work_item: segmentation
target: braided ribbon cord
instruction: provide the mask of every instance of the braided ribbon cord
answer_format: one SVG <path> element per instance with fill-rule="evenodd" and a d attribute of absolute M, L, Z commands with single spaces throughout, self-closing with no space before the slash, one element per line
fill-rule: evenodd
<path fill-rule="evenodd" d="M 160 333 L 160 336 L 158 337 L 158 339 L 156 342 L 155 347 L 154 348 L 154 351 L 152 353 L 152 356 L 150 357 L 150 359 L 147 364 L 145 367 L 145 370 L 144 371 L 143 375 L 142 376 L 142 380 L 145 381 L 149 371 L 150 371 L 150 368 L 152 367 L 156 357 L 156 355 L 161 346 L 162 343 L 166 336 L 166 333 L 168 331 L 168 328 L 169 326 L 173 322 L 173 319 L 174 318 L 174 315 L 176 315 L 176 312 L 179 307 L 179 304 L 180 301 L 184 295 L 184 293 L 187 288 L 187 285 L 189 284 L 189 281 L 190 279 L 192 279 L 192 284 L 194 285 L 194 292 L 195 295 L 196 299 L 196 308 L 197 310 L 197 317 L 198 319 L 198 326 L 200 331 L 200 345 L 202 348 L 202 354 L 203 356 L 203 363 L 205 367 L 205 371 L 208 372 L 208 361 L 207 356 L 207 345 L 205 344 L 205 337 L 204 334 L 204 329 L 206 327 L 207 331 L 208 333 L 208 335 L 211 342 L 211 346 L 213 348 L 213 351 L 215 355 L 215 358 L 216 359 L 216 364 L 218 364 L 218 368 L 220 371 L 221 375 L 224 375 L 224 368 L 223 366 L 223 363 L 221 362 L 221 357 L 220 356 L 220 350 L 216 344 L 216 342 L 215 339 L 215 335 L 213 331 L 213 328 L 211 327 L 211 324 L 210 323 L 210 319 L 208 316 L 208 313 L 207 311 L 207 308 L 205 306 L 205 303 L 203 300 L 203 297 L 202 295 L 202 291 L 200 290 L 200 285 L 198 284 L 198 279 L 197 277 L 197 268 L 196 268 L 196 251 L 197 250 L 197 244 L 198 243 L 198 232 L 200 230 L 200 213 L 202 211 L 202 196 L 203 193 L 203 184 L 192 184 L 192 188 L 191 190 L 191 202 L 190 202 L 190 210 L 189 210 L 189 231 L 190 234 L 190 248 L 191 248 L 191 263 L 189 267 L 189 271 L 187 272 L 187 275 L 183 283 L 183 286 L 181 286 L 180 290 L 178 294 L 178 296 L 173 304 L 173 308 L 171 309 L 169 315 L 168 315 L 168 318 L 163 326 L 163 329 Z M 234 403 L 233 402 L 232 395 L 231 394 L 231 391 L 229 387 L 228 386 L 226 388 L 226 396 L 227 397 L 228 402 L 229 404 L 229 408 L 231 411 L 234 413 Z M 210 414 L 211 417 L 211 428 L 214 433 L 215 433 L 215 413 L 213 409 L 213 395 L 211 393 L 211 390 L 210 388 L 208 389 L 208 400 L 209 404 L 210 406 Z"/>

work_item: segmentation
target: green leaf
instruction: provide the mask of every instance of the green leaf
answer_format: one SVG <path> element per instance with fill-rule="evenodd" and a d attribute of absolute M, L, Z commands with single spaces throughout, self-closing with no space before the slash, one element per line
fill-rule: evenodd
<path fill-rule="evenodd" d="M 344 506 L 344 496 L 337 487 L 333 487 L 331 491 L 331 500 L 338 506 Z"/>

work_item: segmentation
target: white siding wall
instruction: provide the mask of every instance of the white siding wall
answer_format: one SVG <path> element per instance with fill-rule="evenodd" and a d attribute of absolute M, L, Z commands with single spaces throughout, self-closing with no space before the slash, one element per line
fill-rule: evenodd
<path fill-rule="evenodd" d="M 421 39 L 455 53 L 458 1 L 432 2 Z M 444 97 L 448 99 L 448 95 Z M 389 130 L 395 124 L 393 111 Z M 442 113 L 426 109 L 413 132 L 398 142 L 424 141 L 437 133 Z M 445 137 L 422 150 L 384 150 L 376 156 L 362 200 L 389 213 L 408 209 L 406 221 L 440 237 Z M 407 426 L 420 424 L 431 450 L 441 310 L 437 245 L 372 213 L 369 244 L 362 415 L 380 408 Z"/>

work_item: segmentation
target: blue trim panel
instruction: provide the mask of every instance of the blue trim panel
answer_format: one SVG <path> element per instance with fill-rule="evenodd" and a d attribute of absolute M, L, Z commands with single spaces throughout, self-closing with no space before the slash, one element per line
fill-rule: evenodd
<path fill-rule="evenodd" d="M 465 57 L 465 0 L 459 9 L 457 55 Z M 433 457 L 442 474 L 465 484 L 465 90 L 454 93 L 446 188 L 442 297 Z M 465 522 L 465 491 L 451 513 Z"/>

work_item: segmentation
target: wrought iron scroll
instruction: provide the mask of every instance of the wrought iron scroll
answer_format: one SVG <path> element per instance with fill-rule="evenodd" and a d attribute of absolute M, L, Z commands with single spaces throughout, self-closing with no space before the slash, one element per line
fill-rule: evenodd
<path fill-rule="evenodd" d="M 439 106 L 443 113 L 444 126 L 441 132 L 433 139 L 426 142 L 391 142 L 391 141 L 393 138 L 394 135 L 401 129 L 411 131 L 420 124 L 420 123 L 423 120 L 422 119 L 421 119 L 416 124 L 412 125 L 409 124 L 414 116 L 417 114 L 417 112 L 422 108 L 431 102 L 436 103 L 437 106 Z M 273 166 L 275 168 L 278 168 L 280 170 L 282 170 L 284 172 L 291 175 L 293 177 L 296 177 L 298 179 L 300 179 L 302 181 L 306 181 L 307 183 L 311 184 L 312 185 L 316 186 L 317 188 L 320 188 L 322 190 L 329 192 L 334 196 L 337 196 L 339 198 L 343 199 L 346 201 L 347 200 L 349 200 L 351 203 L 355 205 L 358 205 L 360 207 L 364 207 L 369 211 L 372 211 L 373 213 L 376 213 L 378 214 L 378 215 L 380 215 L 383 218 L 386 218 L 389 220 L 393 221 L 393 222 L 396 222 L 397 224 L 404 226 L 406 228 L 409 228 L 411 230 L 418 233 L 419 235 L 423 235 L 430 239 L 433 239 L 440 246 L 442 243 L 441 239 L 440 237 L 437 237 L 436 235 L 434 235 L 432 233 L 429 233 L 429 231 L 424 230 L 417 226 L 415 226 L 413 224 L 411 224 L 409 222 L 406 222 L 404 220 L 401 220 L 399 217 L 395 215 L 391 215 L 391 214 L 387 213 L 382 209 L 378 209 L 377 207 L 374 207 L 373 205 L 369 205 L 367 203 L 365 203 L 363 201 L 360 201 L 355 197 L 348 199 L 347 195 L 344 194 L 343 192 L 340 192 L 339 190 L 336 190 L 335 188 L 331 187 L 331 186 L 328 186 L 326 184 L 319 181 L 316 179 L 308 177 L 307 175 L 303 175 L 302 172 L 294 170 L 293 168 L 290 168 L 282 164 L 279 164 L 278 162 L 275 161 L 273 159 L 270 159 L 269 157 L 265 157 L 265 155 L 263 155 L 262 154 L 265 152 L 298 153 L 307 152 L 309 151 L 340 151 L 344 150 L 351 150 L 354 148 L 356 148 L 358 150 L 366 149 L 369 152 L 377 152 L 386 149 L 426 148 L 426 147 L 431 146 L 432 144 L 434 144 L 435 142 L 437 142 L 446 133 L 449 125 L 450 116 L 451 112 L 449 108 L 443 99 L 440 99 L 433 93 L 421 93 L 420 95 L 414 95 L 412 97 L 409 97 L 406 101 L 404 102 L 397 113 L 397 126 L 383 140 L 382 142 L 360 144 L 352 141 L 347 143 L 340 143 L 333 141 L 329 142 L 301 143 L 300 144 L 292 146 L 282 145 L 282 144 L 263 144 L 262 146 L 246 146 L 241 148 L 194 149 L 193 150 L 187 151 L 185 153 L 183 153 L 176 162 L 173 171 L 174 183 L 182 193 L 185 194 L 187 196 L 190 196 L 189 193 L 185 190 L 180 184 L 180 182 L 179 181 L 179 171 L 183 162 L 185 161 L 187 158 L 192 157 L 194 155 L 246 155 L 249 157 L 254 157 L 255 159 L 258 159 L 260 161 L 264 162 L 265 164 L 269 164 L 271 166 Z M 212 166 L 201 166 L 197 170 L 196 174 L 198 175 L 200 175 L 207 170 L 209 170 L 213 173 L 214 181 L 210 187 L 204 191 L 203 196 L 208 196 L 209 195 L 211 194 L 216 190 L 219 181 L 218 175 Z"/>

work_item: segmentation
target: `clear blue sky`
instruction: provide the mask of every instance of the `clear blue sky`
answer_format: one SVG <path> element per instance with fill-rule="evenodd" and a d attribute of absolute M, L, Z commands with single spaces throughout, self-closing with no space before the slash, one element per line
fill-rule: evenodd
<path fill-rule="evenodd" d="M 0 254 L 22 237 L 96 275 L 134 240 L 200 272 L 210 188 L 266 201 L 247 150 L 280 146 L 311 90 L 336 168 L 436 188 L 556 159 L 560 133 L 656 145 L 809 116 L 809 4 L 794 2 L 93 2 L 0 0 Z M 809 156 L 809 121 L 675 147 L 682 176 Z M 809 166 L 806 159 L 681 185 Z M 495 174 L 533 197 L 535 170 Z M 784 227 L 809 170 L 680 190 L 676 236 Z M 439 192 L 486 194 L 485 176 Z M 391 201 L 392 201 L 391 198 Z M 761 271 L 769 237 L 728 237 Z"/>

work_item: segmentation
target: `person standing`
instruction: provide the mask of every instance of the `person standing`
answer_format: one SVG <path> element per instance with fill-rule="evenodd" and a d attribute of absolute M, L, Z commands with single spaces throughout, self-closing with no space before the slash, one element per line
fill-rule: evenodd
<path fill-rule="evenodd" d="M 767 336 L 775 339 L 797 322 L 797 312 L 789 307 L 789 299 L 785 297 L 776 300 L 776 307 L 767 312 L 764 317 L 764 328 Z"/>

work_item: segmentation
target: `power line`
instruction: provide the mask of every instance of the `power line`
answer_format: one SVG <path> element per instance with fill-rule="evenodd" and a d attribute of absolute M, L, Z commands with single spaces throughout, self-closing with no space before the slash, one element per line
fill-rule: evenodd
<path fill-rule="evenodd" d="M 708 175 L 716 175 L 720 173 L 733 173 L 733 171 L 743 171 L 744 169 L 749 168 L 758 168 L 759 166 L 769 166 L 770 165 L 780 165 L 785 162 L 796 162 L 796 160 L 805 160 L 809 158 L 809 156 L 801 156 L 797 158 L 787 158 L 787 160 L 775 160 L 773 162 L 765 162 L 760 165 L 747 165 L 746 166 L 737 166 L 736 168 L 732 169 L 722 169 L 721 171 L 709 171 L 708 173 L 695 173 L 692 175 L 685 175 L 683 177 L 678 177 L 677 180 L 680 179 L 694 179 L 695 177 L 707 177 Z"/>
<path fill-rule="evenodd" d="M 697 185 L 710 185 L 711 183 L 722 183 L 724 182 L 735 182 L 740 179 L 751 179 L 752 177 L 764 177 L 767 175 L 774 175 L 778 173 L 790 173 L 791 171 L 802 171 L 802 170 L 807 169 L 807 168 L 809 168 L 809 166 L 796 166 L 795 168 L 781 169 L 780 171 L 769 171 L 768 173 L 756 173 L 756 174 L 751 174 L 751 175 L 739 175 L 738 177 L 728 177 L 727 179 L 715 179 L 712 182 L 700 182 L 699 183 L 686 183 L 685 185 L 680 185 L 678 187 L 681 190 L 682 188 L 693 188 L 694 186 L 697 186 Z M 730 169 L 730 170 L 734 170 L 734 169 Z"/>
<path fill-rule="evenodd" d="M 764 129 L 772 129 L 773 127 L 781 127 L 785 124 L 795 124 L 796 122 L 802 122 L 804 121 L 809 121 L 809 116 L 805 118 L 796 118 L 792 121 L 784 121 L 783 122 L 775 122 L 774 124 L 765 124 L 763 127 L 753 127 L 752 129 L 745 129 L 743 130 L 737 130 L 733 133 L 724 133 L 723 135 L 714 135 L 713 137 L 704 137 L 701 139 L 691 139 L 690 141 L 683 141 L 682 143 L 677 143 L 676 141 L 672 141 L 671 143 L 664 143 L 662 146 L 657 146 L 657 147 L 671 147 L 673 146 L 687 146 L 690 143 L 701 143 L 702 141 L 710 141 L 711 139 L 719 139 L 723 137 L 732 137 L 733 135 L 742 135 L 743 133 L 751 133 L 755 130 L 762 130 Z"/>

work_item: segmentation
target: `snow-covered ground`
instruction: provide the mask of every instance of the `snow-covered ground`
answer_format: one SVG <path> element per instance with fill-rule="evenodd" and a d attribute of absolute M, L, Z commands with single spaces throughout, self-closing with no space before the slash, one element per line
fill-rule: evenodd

--------

### Richiesta
Ricopia identico tutto ciò che va dall'inizio delle voci fino alla riga che contiene "instruction: provide the mask of every instance of the braided", comprese la prima e quest'ultima.

### Soluzione scritta
work_item: segmentation
target: braided ribbon cord
instruction: provide the mask of every instance of the braided ribbon cord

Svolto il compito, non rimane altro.